Today's announcements follow the publication of the Trust's interim findings in the summer, which strongly supported the direction of the channels and asked for more detailed plans in a few key areas. Since then, we have been working closely with the Trust, and the positive conclusions of today's report should be seen as an endorsement of the strength and ambition of our plans to deliver even greater quality and originality across our full range of programmes and content.
Overall, the Trust concludes that the BBC's TV portfolio is performing very strongly - on reach, quality and value for money measures, as well as playing a central role in delivery of the Public Purposes to audiences across the UK. The BBC's portfolio of television channels has increased both its reach and share over the past year, more than any other broadcaster. Our audiences tell us that BBC channels lead over other channels for their quality, originality and distinctiveness. Shows currently on-air like Strictly Come Dancing, The Trip, Getting On and Wallace and Gromit's World of Invention demonstrate this in practice. But there are a number of themes which are important to all of us.
Audiences continue to have a strong appetite for "fresh and new ideas" on television. This is a reflection of the TV industry more broadly - and expectations are rightly highest when it comes to the BBC. We will be taking the leading role in meeting audience expectations here by always aiming for the highest quality and distinctiveness.
The BBC's television portfolio is focusing on a number of areas:
• On BBC One, we will seek to bring even greater range and variety into peak, building on a very strong base - programmes like Sherlock, Bang Goes the Theory, Five Daughters and Outnumbered to name but a few.
• BBC Two will implement its plans in factual, drama and comedy to reaffirm its position as the mainstream, highly distinctive alternative to BBC One. Shows like Wonders of the Solar System, The Normans and Renaissance Revolution, plus new dramas like The Shadow Line, and comedies such as Whites and Rev are strong examples of how it will do this.
• BBC Four will seek to achieve even greater impact and credit for high quality, highly original pieces like the First Men in The Moon, The Secret Life of the National Grid and Michael Wood's Story of England, and the forthcoming series The Art of Germany.
• In Daytime we have already made great headway, and the Review acknowledges this and supports our plans for the future. We are introducing high quality current affairs and consumer journalism into the schedule with programmes like Rip Off Britain, Saints and Scroungers and Crimewatch Roadshow, alongside new dramas including Jimmy McGovern's Moving On and The Indian Doctor with Sanjeev Bhaskar. We will continue on this journey of refreshment to ensure our services offer the UK's most distinctive programming for daytime viewers.

[Entries provided]
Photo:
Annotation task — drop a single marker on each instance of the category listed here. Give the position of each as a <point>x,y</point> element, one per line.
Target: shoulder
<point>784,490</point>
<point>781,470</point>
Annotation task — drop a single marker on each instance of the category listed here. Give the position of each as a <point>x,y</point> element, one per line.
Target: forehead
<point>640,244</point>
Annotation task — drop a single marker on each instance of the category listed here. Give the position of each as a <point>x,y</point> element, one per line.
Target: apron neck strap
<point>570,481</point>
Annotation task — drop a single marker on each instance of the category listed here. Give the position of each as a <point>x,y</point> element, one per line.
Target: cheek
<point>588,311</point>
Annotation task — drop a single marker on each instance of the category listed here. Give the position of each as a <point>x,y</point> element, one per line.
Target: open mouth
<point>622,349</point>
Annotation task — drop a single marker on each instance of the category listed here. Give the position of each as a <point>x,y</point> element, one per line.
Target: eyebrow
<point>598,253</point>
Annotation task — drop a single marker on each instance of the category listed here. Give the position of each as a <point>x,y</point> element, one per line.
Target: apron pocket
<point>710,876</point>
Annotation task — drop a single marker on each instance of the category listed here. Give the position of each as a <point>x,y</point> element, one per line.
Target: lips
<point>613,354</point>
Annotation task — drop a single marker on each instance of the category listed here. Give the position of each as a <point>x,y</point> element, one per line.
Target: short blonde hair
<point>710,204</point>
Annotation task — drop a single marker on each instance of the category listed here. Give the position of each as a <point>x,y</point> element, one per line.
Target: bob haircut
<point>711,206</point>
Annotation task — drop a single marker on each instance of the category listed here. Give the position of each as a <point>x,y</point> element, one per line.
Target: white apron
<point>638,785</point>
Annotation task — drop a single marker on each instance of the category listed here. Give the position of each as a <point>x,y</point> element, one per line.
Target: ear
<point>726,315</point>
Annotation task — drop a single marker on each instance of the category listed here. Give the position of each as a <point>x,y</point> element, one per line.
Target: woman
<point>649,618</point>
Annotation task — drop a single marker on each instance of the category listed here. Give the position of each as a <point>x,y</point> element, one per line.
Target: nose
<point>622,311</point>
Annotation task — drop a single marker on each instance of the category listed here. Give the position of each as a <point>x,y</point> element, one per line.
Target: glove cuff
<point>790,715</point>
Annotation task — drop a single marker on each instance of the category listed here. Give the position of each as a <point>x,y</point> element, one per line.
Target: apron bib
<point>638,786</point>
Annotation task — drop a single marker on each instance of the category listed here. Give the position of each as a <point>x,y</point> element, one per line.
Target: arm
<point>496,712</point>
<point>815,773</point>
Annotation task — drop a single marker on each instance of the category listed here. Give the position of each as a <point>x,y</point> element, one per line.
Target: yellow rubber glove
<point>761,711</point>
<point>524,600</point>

[What to work on]
a) List every programme the BBC television portfolio text names in the bullet beginning "On BBC One".
b) Carry the BBC television portfolio text forward from its final sentence, in the same voice.
The listing above is separate material, unrelated to the BBC television portfolio text.

[Answer set]
a) Sherlock, Bang Goes the Theory, Five Daughters, Outnumbered

b)
• Across all of our programmes, we will seek to reflect the diversity of the UK's people, cultures, regions and communities back to our audiences, and work to provide value to all audience groups. The report reinforces the importance of our opt-out programming from the Nations and Regions - but challenges us to deliver even greater quality and impact for these programmes.
I welcome the framework provided by the five year service licences for these channels, which sit alongside BBC Three's service licence agreed last year. They are an endorsement of our plans and creative ambitions for the next five years. Along with the certainty of an agreed licence fee settlement, they place our portfolio of television channels in a strong and positive position so that we can continue to produce the very best television services in the UK.
Jana Bennett is Director of BBC Vision


Comment number 1.
At 12:02 8th Nov 2010, Kit Green wrote:I must say that I find much of the output of BBC Four to be of a surprisingly good standard considering how low the budgets seem to be. This goes to show that interesting content is still offered to the viewer without having to resort to fashion and gloss.
As an example of what I mean by "surprisingly good standard considering" I really enjoyed Story of England, but I considered the title graphics to be appalling and the sound mix was all over the place. As the series was so well executed apart from this I presume that the budget had been used up before these areas were completed!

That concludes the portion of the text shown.